[Dataset excerpt]
--- BEGIN ---

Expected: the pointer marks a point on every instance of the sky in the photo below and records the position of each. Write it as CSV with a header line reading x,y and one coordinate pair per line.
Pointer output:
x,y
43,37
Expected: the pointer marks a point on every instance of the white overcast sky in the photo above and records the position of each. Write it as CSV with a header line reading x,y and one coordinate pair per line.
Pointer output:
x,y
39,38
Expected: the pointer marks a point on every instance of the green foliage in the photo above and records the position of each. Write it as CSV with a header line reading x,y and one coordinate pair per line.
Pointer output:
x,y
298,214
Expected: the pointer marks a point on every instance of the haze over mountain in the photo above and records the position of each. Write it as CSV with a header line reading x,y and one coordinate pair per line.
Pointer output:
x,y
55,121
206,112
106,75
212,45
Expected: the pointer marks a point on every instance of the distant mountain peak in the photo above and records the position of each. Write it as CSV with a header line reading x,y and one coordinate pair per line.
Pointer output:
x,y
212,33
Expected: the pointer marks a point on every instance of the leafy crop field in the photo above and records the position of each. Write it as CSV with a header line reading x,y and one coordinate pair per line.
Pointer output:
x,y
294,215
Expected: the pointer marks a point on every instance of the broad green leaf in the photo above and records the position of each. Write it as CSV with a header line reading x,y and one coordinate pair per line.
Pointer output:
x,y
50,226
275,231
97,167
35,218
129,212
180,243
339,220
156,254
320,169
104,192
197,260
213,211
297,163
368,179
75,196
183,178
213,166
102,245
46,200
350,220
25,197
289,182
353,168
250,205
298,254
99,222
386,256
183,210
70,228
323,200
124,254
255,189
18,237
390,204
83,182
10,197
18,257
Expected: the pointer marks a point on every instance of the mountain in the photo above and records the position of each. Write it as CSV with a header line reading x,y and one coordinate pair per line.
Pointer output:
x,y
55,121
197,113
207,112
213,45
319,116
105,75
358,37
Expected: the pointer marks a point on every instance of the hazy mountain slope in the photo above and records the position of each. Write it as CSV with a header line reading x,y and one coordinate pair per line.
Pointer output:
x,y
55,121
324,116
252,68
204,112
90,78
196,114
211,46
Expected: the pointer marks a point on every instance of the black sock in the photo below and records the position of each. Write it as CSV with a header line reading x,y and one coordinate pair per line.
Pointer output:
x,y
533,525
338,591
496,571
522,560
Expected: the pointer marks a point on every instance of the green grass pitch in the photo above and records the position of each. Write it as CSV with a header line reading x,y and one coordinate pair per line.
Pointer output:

--- END ---

● **Exercise aim**
Can you repeat the entries above with every "Pointer output" swapped for "Marked points" and nothing else changed?

● **Solution below**
Expected: the pointer marks a point on every instance of the sky in the photo below and records the position of each. Write it as CSV with a header line reading x,y and one coordinate pair per line.
Marked points:
x,y
43,37
Expected: the pointer marks a point on every instance of the white overcast sky in the photo above and records the position of each. Write it as CSV with a header line reading x,y and one coordinate pair per line.
Marked points:
x,y
39,38
Expected: the pointer marks a point on every instance of the green foliage in the photo above and records the position of each. Write it as CSV with a header line reading x,y and one coordinate pair per line.
Marked points:
x,y
298,214
Expected: the pointer marks a point on every instance of the haze over mountain in the photo above and records the position of each. Write it as CSV with a header line reading x,y and one coordinate pair per line.
Marked points:
x,y
55,121
206,112
106,75
212,45
Expected: the pointer marks a point on every instance of the distant mountain peak in the photo above and records the position of each. Write it as CSV with a header line reading x,y and one coordinate pair per line.
Marked points:
x,y
212,33
Expected: the pointer marks a point on every instance of the leafy crop field in the photo above and records the position of each. Write it as CSV with a header line reading x,y and one coordinate pair per line.
Marked points:
x,y
294,215
Expected: the pointer marks a point on every instance of the broad green leaf in the photo above and records the position of each. Write it as CSV with a header line reading x,y and one coordinate pair per line.
Marked points:
x,y
50,226
275,231
97,167
35,218
129,212
180,243
339,220
156,254
320,169
104,192
197,260
213,211
297,163
368,179
75,196
183,178
213,166
102,245
46,200
350,220
25,197
289,182
353,168
250,205
298,254
99,222
386,256
183,210
70,228
323,200
124,254
255,189
18,237
390,204
83,182
10,197
18,257
Expected: the pointer marks a point on every instance of the mountain in the photo above and records the position of each. Write it as CSV with a header line reading x,y and one coordinate pair per line.
Marked points:
x,y
55,121
197,113
207,112
213,45
319,116
105,75
358,37
Expected: the pointer marks a point on every instance of the hazy mountain slope in the photo above and records the position of each. Write it as CSV with a header line reading x,y and one coordinate pair per line.
Marked points:
x,y
55,121
324,116
252,68
204,112
90,78
196,114
211,46
Expected: the pointer marks a point on every instance of the black sock in the photo below and records the position of each. Write it as CSV with a header line reading x,y and one coordinate pair per line.
Marked points:
x,y
533,525
338,591
496,571
522,560
Expected: the pointer marks a point on every instance of the green grass pitch in the photo above and records the position of each. Write it as CSV with a header line reading x,y and one coordinate pair per line.
Marked points:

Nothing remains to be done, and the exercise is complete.